_Aim_: Copy all the rows below in full, including their instruction lines, and shift each coordinate in the path outlines by adding 19 to it.

* Start Source records *

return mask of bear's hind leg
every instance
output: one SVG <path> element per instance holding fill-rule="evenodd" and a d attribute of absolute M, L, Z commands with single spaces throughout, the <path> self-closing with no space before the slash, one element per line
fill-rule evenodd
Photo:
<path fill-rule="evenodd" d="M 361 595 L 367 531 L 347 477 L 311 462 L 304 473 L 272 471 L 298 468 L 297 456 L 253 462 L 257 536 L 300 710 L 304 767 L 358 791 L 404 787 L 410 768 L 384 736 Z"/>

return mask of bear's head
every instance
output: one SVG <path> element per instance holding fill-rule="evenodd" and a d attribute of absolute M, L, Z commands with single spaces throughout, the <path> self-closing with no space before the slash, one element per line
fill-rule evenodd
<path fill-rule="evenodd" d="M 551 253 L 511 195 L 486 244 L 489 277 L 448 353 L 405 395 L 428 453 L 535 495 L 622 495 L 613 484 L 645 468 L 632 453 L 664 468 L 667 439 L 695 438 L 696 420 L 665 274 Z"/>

* End Source records *

_Exercise output_:
return mask of bear's hind leg
every instance
output: one SVG <path> element per instance holding fill-rule="evenodd" and a d attribute of absolute M, L, Z commands with single spaces throughout, the <path> self-closing with no space before the slash, one element per line
fill-rule evenodd
Photo:
<path fill-rule="evenodd" d="M 380 614 L 386 550 L 366 496 L 330 481 L 323 492 L 291 490 L 317 487 L 316 475 L 272 481 L 276 555 L 319 729 L 323 786 L 377 810 L 423 806 L 429 787 L 403 755 Z"/>

return mask of bear's head
every instance
output: one SVG <path> element per instance holding fill-rule="evenodd" and a d attribute of absolute M, L, Z commands with single spaces throughout, the <path> self-closing with no space before the slash, one element per line
fill-rule evenodd
<path fill-rule="evenodd" d="M 570 272 L 530 214 L 505 263 L 508 296 L 467 372 L 424 414 L 447 472 L 554 514 L 641 514 L 632 503 L 664 487 L 651 472 L 683 487 L 686 458 L 714 457 L 715 439 L 684 293 Z"/>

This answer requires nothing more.